■ PROBLEM 1: Decide whether each statement below agrees with the ultrasound forum thread, answering yes or no for (a), (b), and (c) and quoting the words from the thread that settle it. (a) The thread was posted in 'The Projects Forum'. (b) The reply says the voltage that runs the ultrasonic probe passes into the biological specimen. (c) The reply mentions geologists using sound to map underground structures.
■ PROBLEM 2: Reproduce the passage of the ultrasound forum thread starting at "Apr 20, 2004" and ending at "into the subject.", without changing any of it.

■ PAGE TEXT:
────────────────────
Increased Frequency due to increased Density and Voltage?

Discussion in 'The Projects Forum' started by vgbluefire, Feb 25, 2011.

  1. vgbluefire

    Thread Starter New Member

    Feb 25, 2011
    Hello all, probably a very basic question but I'd appreciate the help. If a ultrasound frequency swept signal has increased density and voltage in a biological object does that mean that the object's naturally-occurring singal frequency has also been increased?
  2. beenthere

    Retired Moderator

    Apr 20, 2004
    The source of the ultrasound is not likely to see a variation on the output due to being aimed at a region of greater density in the subject.

    The voltage used to operate the ultrasonic probe is neither affected by nor transfers to the biological specimen. The ultrasonic signal has several characteristics, but density is not one of them. Density is confined to the material being probed.

    Sound travels at different speeds in mediums with differing density, a phenomenon used by geologists when using sound to map underground structures. That implies that a denser material passes sound faster than a softer one. It is unlikely that a natural frequency exists in the various materials. If that were the case, all one would have to do is listen, rather than have to use a probe to couple a frequency into the subject.

    It is entirely possible that the ultrasonic signal is chirped (changed in frequency) in order to elicit more information. The biological subject is passive in all this. Sound waves simply traverse the material and get reflected back to the probe for analysis.
────────────────────
(Natural-language object grounding data)

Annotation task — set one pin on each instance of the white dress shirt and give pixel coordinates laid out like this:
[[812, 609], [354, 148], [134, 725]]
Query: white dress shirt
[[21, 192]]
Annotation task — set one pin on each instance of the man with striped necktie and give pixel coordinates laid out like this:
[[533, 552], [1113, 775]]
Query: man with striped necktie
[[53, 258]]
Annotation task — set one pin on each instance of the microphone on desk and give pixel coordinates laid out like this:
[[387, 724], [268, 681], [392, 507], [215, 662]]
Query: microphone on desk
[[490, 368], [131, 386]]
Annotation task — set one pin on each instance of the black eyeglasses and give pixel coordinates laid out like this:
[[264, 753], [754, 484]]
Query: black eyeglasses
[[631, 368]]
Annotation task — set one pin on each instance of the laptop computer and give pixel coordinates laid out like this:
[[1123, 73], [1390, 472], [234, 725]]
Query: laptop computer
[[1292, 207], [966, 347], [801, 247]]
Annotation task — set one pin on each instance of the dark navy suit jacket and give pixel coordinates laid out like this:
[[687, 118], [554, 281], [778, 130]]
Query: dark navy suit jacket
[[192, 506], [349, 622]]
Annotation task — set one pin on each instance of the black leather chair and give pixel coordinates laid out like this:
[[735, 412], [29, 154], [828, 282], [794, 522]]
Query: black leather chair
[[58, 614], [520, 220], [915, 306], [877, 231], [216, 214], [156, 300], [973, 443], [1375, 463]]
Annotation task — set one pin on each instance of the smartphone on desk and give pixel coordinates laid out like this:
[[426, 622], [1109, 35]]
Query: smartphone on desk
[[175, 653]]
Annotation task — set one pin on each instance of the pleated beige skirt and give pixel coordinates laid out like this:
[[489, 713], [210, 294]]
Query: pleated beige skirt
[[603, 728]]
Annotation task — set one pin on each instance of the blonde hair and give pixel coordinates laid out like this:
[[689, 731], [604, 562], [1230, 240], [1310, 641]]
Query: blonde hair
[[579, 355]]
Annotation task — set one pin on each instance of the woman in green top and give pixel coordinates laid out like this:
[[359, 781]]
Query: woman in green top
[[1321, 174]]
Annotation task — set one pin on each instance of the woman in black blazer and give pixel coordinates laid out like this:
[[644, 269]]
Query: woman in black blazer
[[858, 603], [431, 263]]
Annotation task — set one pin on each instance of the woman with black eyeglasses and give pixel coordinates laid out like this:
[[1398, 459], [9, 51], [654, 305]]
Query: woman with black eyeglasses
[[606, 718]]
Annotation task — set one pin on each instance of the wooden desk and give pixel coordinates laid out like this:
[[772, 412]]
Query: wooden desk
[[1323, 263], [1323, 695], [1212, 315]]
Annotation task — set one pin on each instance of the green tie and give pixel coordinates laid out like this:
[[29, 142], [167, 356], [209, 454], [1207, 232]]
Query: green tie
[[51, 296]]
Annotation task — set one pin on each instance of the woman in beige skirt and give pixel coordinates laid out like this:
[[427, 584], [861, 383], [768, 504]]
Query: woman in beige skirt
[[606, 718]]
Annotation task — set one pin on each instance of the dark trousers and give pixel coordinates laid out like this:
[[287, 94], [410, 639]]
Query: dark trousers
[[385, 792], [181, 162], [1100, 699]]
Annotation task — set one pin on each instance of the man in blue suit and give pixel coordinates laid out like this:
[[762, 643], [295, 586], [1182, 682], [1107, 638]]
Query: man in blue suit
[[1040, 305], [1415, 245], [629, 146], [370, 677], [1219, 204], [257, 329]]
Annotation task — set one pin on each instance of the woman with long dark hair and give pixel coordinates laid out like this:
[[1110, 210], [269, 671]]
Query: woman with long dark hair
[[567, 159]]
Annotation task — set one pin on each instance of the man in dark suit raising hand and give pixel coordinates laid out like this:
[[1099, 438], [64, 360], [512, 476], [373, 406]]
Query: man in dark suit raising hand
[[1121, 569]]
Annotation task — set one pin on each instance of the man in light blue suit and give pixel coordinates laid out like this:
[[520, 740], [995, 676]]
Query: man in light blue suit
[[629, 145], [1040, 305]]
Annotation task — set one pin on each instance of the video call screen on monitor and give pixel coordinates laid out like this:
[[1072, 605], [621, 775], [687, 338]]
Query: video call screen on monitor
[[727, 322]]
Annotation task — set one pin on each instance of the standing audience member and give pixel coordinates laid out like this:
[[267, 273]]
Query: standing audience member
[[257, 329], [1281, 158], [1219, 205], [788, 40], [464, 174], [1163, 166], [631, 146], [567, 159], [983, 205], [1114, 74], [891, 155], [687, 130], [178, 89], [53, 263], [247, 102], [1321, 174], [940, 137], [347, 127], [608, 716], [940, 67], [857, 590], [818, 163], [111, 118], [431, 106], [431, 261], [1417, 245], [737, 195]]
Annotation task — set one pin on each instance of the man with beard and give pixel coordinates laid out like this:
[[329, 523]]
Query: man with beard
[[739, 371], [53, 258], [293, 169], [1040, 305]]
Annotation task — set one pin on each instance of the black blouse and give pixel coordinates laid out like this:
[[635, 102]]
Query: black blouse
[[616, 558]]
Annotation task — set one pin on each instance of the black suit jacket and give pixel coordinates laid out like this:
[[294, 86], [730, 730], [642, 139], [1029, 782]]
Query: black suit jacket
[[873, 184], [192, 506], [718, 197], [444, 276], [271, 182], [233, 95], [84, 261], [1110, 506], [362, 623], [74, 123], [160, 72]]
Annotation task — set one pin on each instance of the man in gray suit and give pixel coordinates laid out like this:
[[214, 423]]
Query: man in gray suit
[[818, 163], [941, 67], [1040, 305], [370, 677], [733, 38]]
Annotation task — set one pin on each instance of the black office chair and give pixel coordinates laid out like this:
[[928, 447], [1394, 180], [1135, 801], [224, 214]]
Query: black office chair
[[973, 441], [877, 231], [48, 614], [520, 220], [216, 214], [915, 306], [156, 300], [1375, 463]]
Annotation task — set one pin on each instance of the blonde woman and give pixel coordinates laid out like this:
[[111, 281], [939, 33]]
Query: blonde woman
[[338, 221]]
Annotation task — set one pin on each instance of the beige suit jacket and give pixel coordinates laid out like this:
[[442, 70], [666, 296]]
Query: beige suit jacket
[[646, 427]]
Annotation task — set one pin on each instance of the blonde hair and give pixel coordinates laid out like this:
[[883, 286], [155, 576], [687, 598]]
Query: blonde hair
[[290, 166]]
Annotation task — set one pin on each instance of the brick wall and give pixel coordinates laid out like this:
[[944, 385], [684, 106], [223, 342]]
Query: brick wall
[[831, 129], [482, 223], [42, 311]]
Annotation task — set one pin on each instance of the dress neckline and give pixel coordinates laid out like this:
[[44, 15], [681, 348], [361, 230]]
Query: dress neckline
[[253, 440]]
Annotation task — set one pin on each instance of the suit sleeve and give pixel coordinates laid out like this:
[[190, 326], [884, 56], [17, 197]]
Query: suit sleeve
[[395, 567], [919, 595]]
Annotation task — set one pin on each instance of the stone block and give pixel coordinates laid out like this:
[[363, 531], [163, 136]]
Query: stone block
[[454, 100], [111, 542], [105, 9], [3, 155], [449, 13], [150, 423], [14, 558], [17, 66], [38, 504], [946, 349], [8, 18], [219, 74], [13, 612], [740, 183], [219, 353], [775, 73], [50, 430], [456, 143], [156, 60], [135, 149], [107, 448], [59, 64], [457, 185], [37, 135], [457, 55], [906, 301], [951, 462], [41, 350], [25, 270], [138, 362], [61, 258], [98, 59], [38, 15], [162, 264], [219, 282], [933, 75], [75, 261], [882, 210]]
────────────────────
■ TASK SOLUTION 1:
(a) Yes: "Discussion in 'The Projects Forum' started by vgbluefire, Feb 25, 2011."
(b) No: "The voltage used to operate the ultrasonic probe is neither affected by nor transfers to the biological specimen."
(c) Yes: "a phenomenon used by geologists when using sound to map underground structures."

■ TASK SOLUTION 2:
Apr 20, 2004
    The source of the ultrasound is not likely to see a variation on the output due to being aimed at a region of greater density in the subject.

    The voltage used to operate the ultrasonic probe is neither affected by nor transfers to the biological specimen. The ultrasonic signal has several characteristics, but density is not one of them. Density is confined to the material being probed.

    Sound travels at different speeds in mediums with differing density, a phenomenon used by geologists when using sound to map underground structures. That implies that a denser material passes sound faster than a softer one. It is unlikely that a natural frequency exists in the various materials. If that were the case, all one would have to do is listen, rather than have to use a probe to couple a frequency into the subject.